▶ _Goal of the exercise_
Each line of the material below should be reproduced exactly.

▶ _Data supplied_
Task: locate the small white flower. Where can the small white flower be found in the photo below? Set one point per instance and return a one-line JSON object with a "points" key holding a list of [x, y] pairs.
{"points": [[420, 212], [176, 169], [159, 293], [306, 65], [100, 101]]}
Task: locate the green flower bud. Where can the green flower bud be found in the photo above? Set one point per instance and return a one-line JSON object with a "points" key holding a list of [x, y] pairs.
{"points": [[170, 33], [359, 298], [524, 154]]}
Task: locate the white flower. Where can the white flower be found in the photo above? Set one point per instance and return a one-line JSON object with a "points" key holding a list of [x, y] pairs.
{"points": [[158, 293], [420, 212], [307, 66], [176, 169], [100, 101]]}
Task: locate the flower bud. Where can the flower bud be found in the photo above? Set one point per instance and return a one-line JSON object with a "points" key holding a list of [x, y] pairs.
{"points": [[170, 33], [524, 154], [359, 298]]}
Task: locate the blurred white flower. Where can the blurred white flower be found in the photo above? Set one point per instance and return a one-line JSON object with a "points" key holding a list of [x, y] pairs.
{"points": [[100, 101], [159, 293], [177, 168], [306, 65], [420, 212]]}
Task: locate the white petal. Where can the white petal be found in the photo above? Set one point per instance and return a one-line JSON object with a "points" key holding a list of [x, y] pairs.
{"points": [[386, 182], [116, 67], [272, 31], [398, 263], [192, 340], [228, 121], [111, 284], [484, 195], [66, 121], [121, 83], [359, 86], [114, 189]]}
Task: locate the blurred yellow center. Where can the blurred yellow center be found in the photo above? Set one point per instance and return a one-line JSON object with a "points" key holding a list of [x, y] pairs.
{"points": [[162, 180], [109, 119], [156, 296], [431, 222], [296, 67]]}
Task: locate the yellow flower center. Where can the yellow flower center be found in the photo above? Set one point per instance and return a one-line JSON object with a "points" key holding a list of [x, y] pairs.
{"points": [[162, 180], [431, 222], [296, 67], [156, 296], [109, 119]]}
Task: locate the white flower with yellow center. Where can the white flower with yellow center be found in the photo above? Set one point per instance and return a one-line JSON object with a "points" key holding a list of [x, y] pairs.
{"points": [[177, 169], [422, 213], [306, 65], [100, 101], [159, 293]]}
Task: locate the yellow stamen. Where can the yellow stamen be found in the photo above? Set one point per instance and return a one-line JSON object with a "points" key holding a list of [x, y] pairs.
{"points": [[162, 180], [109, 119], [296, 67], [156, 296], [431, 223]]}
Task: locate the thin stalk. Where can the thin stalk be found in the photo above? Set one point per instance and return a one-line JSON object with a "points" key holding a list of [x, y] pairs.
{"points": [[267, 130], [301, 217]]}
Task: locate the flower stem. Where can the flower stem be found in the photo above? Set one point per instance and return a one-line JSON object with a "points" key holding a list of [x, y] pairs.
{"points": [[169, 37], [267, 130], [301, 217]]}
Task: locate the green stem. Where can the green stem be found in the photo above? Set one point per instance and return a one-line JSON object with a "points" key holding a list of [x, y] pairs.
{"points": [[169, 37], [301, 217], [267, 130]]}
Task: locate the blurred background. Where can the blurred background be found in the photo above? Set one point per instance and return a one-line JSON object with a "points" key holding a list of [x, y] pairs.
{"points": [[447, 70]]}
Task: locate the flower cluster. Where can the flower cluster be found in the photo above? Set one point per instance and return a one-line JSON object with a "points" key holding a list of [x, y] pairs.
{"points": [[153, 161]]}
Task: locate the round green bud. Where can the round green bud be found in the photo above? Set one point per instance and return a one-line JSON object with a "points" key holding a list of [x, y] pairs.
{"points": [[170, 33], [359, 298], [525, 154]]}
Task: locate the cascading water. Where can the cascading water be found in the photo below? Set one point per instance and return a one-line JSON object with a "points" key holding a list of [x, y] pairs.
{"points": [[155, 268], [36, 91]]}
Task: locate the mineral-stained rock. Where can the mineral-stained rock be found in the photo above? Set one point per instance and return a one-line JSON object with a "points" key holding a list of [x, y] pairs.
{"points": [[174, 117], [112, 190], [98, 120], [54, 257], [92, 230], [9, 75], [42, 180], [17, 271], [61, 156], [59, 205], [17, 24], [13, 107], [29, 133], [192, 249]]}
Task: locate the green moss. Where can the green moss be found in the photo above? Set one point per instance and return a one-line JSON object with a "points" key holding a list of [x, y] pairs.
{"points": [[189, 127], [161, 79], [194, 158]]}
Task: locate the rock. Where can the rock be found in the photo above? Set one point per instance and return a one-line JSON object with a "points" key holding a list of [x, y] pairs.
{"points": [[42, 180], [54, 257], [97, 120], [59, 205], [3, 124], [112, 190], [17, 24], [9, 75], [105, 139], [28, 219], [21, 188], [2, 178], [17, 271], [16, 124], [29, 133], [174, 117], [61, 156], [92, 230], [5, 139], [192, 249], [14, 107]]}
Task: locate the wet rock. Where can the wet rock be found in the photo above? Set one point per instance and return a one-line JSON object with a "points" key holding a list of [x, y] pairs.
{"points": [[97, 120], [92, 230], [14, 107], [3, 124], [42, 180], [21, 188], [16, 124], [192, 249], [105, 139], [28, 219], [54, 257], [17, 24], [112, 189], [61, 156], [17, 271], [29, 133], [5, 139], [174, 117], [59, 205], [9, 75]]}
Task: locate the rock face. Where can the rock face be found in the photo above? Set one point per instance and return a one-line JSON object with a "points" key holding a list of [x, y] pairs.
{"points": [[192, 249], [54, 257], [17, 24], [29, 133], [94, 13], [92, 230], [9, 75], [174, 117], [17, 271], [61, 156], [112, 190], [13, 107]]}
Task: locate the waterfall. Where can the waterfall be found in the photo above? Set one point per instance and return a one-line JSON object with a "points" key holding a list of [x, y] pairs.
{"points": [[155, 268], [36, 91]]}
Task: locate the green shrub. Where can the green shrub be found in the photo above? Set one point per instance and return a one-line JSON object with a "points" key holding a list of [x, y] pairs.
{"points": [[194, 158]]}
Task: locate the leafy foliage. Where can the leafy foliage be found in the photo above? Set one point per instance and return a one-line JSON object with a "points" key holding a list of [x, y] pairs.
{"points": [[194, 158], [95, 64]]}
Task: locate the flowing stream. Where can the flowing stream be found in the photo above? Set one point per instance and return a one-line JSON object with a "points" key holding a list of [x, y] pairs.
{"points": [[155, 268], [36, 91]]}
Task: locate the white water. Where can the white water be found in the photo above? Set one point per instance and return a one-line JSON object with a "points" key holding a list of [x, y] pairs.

▶ _Response for this exercise_
Task: locate the small white flower. Where can the small white flower be found in the photo below? Set one point per instance and return a one-line JSON object with a "points" key holding a list of [x, y] pairs.
{"points": [[420, 212], [176, 169], [159, 293], [306, 65], [100, 101]]}
Task: locate the green flower bud. Where can the green flower bud be found in the photo above? Set one point per instance and return a one-line JSON object with a "points" key holding a list of [x, y] pairs.
{"points": [[170, 33], [359, 298], [524, 154]]}
Task: locate the white flower. Where can the white flower be found in the photo above? Set one point per instance and return a one-line JSON object with a "points" key holding a list of [x, y] pairs.
{"points": [[158, 293], [420, 212], [307, 66], [176, 169], [100, 101]]}
Task: locate the flower bud. Where can the flower bud be found in the photo above? Set one point per instance and return a one-line JSON object with a "points" key holding a list of [x, y] pairs.
{"points": [[170, 33], [524, 154], [359, 298]]}
Task: locate the blurred white flower. Where can the blurred white flower be found in the photo above? Set one point per instance and return a one-line JSON object with a "points" key holding a list of [x, y] pairs.
{"points": [[100, 101], [159, 293], [177, 168], [306, 65], [420, 212]]}
Task: locate the white petal. Where can the white petal be found in the photo above? Set one point per instance and return a one-line JSON object with a "points" key holding a list of [x, y] pairs.
{"points": [[386, 182], [116, 67], [272, 31], [398, 263], [192, 340], [228, 121], [111, 284], [484, 195], [66, 121], [121, 83], [359, 86], [114, 189]]}
Task: locate the blurred yellow center. Where can the blurred yellow center be found in the photo above? Set one point per instance and return a one-line JSON object with a "points" key holding a list of [x, y] pairs.
{"points": [[162, 180], [109, 119], [156, 296], [431, 222], [296, 67]]}
Task: locate the yellow flower center. Where can the yellow flower center be found in the photo above? Set one point per instance and return a one-line JSON object with a "points" key holding a list of [x, y] pairs.
{"points": [[162, 180], [431, 222], [296, 67], [156, 296], [109, 119]]}
Task: locate the white flower with yellow center. Where can the white flower with yellow center be found in the photo above? Set one point per instance and return a one-line JSON object with a "points" key holding a list of [x, y] pairs.
{"points": [[177, 169], [422, 213], [306, 65], [100, 101], [159, 293]]}
Task: locate the yellow stamen. Where can the yellow stamen be found in the photo above? Set one point per instance and return a one-line JSON object with a "points" key holding a list of [x, y] pairs.
{"points": [[162, 180], [109, 119], [296, 67], [156, 296], [431, 223]]}
Task: locate the thin stalk. Where can the thin stalk be found in the photo above? Set one point per instance and return a one-line JSON object with a "points" key holding a list of [x, y] pairs.
{"points": [[267, 130], [301, 217]]}
Task: locate the flower stem. Where can the flower stem be found in the photo above? Set one point per instance and return a one-line JSON object with a "points" key holding a list of [x, y] pairs.
{"points": [[169, 37], [267, 130], [301, 217]]}
Task: locate the green stem. Where can the green stem be found in the photo above? Set one point per instance and return a one-line JSON object with a "points" key holding a list of [x, y] pairs.
{"points": [[169, 37], [301, 217], [267, 130]]}
Task: locate the blurred background. Where can the blurred background be found in the photo above? Set one point per instance and return a one-line JSON object with a "points" key holding a list of [x, y] pairs.
{"points": [[447, 70]]}
Task: locate the flower cluster. Where can the flower cluster be found in the photo above? Set one point per instance and return a one-line JSON object with a "points" key holding a list of [x, y] pairs.
{"points": [[153, 161]]}
Task: locate the round green bud. Where can the round green bud be found in the photo above? Set one point per instance and return a one-line JSON object with a "points" key holding a list of [x, y] pairs.
{"points": [[170, 33], [359, 298], [525, 154]]}
Task: locate the cascading water. Where can the cascading water be found in the photo below? Set one point per instance and return a one-line JSON object with a "points" key holding a list of [x, y] pairs.
{"points": [[155, 268], [36, 91]]}
Task: locate the mineral-stained rock. Where can the mineral-stained rock be found in the photo above? Set one point per instance and return a one-line JSON object with a "points" key holding a list of [x, y] pairs.
{"points": [[174, 117], [112, 190], [98, 120], [54, 257], [92, 230], [9, 75], [42, 180], [17, 271], [61, 156], [59, 205], [17, 24], [13, 107], [29, 133], [192, 249]]}
Task: locate the green moss. Where can the green moss be found in the photo above? Set one point per instance and return a one-line JSON object with a "points" key holding a list of [x, y] pairs.
{"points": [[189, 127], [161, 79], [194, 158]]}
Task: locate the rock. Where can the rock be found in the photo above? Set one point per instance and return a one-line JSON object with a "points" key holding a list of [x, y] pairs.
{"points": [[42, 180], [54, 257], [97, 120], [59, 205], [3, 124], [112, 190], [17, 24], [9, 75], [105, 139], [28, 219], [21, 188], [2, 178], [17, 271], [16, 124], [29, 133], [174, 117], [61, 156], [92, 230], [5, 139], [192, 249], [14, 107]]}
Task: locate the wet rock. Where can the wet rock be found in the photo above? Set one point per instance and return a one-line JSON object with a "points" key holding a list of [x, y] pairs.
{"points": [[97, 120], [92, 230], [14, 107], [3, 124], [42, 180], [21, 188], [16, 124], [192, 249], [105, 139], [28, 219], [54, 257], [17, 24], [112, 189], [61, 156], [17, 271], [29, 133], [5, 139], [174, 117], [59, 205], [9, 75]]}
Task: locate the rock face. Where can the rock face be found in the photo above? Set one point per instance and return a one-line JSON object with a "points" key holding a list of [x, y] pairs.
{"points": [[192, 249], [54, 257], [17, 24], [29, 133], [94, 13], [92, 230], [9, 75], [174, 117], [17, 271], [61, 156], [112, 190], [13, 107]]}
Task: locate the waterfall. Where can the waterfall be found in the photo above? Set one point per instance and return a one-line JSON object with a "points" key holding a list of [x, y] pairs.
{"points": [[155, 268], [36, 91]]}
Task: locate the green shrub. Where can the green shrub be found in the photo above? Set one point per instance and return a one-line JSON object with a "points" key holding a list of [x, y] pairs.
{"points": [[194, 158]]}
Task: locate the leafy foliage. Where can the leafy foliage be found in the photo above? Set one point per instance and return a one-line JSON object with a "points" key holding a list of [x, y] pairs.
{"points": [[194, 158], [95, 64]]}
Task: locate the flowing stream. Where can the flowing stream be found in the photo above? Set one point per instance and return a one-line JSON object with a "points" key holding a list of [x, y] pairs.
{"points": [[155, 268], [36, 91]]}
Task: locate the white water. Where can the white water be found in the photo above? Set one point per instance and return a one-line JSON object with a "points" key holding a list of [x, y] pairs.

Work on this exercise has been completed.